TASK DETAILS: In the listing below, locate the line containing "the rider on" and the line containing "of the dark". Output both of them and every line between, exactly as written, and nothing more.

** Opening THE DATA block **

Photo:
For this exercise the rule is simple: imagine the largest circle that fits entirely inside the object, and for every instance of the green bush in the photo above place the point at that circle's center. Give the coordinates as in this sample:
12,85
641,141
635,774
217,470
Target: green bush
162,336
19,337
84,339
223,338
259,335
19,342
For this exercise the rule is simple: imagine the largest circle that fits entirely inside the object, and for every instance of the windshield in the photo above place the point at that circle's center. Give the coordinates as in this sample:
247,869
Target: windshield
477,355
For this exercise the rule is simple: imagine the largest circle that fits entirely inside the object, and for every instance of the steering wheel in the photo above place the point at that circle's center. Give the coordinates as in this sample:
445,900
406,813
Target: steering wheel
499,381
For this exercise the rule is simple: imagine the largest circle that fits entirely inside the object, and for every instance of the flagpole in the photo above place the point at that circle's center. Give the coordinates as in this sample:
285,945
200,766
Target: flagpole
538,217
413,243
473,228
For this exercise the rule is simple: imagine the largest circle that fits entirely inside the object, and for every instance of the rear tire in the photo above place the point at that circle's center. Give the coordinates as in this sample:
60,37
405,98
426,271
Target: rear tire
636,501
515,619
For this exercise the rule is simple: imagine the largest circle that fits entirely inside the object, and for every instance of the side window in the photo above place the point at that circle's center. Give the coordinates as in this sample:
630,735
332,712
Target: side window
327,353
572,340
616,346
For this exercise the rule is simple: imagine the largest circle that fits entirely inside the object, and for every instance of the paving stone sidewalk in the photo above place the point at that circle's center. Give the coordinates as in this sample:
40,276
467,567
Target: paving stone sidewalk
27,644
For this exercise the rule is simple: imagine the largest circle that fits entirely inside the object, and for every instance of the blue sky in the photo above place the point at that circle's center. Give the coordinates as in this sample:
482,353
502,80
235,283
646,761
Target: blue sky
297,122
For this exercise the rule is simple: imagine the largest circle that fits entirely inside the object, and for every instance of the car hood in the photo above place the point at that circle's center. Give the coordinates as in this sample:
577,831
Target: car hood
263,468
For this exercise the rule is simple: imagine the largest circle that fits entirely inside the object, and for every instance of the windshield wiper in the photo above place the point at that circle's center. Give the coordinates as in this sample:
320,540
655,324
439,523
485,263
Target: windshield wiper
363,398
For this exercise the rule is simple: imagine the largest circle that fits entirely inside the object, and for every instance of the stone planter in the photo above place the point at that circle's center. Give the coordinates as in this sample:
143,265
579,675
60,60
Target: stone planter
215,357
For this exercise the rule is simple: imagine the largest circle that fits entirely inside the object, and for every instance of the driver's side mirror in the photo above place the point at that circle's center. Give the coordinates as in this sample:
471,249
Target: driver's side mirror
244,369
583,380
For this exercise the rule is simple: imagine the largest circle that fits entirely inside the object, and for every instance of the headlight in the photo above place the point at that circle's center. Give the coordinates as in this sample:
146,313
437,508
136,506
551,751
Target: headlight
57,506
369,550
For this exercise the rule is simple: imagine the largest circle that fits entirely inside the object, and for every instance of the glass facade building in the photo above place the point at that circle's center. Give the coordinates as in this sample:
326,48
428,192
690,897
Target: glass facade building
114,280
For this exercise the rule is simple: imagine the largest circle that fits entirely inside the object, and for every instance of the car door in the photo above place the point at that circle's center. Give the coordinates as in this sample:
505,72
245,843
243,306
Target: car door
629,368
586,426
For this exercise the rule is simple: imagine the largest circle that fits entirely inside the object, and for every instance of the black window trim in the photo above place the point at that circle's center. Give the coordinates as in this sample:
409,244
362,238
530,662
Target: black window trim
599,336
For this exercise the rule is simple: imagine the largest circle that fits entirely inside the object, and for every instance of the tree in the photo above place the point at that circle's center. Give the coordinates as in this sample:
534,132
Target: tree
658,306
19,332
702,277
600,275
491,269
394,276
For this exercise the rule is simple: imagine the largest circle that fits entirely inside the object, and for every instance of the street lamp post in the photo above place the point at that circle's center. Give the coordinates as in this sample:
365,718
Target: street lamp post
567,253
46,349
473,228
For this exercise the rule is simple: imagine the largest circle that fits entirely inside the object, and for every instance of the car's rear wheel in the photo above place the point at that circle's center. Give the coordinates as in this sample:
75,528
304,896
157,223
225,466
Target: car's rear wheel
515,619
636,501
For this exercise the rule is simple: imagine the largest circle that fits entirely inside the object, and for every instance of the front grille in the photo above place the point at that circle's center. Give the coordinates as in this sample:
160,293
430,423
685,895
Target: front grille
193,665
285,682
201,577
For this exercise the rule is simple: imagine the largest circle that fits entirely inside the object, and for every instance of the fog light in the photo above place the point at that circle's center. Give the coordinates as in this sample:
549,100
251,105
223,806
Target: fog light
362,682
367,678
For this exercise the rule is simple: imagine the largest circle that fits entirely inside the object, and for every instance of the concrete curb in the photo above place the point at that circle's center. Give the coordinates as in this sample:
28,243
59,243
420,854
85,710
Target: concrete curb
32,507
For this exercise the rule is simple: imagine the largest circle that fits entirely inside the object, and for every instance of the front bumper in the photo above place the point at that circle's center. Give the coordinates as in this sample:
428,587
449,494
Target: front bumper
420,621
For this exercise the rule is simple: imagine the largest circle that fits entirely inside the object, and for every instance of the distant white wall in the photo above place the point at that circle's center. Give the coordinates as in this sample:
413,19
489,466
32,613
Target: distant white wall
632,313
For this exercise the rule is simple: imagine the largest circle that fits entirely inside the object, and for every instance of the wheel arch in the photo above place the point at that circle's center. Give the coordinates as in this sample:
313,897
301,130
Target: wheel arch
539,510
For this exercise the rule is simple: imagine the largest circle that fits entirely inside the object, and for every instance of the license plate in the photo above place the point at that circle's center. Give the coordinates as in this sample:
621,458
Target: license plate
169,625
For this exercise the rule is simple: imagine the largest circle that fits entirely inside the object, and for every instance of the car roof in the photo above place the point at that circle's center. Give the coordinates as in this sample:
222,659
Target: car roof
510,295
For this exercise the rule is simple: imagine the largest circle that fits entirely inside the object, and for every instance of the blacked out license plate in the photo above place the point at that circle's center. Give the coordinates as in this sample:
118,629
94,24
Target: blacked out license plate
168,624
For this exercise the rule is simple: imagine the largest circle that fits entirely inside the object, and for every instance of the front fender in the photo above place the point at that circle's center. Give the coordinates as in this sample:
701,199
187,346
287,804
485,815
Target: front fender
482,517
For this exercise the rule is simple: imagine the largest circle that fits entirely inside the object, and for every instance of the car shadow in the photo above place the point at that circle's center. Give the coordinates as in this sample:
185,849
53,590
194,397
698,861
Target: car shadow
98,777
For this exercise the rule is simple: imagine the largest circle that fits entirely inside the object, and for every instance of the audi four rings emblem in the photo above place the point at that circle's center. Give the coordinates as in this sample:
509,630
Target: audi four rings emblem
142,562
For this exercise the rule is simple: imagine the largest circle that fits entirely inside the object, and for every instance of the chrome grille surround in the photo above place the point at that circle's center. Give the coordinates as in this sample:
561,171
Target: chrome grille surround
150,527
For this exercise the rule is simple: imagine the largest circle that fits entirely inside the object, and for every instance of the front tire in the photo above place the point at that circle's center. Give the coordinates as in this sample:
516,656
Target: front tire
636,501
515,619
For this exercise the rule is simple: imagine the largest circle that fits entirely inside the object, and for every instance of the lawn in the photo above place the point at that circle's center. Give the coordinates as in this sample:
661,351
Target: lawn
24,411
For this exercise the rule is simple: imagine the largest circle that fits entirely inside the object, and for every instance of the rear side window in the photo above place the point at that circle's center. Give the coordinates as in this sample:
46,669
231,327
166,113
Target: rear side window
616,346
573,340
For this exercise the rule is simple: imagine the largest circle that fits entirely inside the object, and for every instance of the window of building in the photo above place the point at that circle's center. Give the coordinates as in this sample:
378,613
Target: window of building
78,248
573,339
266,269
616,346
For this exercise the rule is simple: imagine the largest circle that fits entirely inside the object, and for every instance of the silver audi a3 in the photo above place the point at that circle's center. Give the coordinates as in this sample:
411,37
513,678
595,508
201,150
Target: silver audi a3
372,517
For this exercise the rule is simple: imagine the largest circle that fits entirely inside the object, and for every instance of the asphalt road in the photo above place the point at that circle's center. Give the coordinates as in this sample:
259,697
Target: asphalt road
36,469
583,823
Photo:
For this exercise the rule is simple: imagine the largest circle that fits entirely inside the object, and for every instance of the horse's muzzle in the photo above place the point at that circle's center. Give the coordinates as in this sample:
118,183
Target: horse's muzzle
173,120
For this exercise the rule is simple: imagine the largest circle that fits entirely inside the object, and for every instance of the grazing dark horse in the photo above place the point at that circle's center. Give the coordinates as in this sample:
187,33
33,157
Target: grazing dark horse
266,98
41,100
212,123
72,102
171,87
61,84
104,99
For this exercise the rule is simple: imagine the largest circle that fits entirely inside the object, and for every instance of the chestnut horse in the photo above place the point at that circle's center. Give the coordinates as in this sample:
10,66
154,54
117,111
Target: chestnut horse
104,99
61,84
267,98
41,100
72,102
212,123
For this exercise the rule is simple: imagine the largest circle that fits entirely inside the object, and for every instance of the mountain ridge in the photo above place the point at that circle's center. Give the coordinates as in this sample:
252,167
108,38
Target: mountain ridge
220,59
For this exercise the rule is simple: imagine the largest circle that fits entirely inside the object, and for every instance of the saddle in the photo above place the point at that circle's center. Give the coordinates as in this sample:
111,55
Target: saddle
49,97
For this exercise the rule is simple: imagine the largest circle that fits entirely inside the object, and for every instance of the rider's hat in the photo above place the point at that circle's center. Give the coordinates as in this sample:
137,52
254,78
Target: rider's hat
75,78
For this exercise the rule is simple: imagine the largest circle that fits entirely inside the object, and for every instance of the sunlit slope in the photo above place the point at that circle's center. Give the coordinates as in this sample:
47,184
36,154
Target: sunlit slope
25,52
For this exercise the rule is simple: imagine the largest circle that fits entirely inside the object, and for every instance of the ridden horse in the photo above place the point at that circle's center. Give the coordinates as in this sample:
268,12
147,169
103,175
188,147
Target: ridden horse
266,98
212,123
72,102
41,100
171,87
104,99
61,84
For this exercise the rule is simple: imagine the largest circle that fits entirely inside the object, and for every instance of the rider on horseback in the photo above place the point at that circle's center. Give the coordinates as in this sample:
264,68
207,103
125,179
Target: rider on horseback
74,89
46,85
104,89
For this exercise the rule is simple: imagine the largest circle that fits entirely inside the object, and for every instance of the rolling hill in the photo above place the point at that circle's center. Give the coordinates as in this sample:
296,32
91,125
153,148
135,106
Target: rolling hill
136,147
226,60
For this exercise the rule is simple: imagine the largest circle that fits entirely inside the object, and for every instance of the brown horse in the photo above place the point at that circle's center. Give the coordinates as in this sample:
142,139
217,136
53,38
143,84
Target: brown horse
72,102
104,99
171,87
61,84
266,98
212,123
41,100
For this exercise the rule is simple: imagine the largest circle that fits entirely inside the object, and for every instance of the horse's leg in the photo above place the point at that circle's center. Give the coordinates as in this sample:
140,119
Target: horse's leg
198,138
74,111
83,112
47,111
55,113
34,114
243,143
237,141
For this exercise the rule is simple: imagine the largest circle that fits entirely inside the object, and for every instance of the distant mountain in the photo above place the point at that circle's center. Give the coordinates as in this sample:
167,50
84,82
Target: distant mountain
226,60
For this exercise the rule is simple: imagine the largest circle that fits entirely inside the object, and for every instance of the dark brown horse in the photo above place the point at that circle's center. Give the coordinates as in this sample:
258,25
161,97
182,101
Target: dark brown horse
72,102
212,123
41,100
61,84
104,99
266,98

** Closing THE DATA block **

ANSWER TO THIS TASK:
For this exercise the rule is simple: imagine the largest circle that fits entirely inside the object, and for every instance of the rider on horseback in the photo above place the point at that circle's center. Give the coordinates as in this sample:
264,68
207,103
125,179
Target: rider on horseback
74,89
46,85
104,89
For this exercise the rule is simple: imagine the largest circle that fits entirely inside the object, and for every instance of the rolling hill in the photo above place the point at that circle's center. Give the coordinates as in this sample:
296,32
91,125
153,148
135,106
Target: rolling hill
136,147
226,60
For this exercise the rule is simple: imagine the largest circle that fits entirely inside the object, and for every instance of the brown horse in the photo above place the point at that circle's center. Give the coordinates as in this sample:
142,139
217,136
53,38
143,84
Target: brown horse
72,102
104,99
171,87
61,84
266,98
212,123
41,100
For this exercise the rule is simple: imagine the largest circle that fits entirely inside the object, and for every instance of the horse's leg in the photo above place the point at that circle's center. Give the coordinates as in this sample:
140,119
Target: horse's leg
198,138
74,111
83,112
47,111
55,113
34,114
243,143
237,141
For this exercise the rule is simple: imagine the largest circle that fits entirely inside the object, and for every instance of the distant mountain in the photo above place the point at that circle's center. Give the coordinates as in this sample:
167,50
84,82
Target: distant mountain
226,60
For this exercise the rule is simple: imagine the largest circle that fits entirely inside the object, and for every instance of the dark brown horse in the photo above place the point at that circle's center. Give the coordinates as in this sample:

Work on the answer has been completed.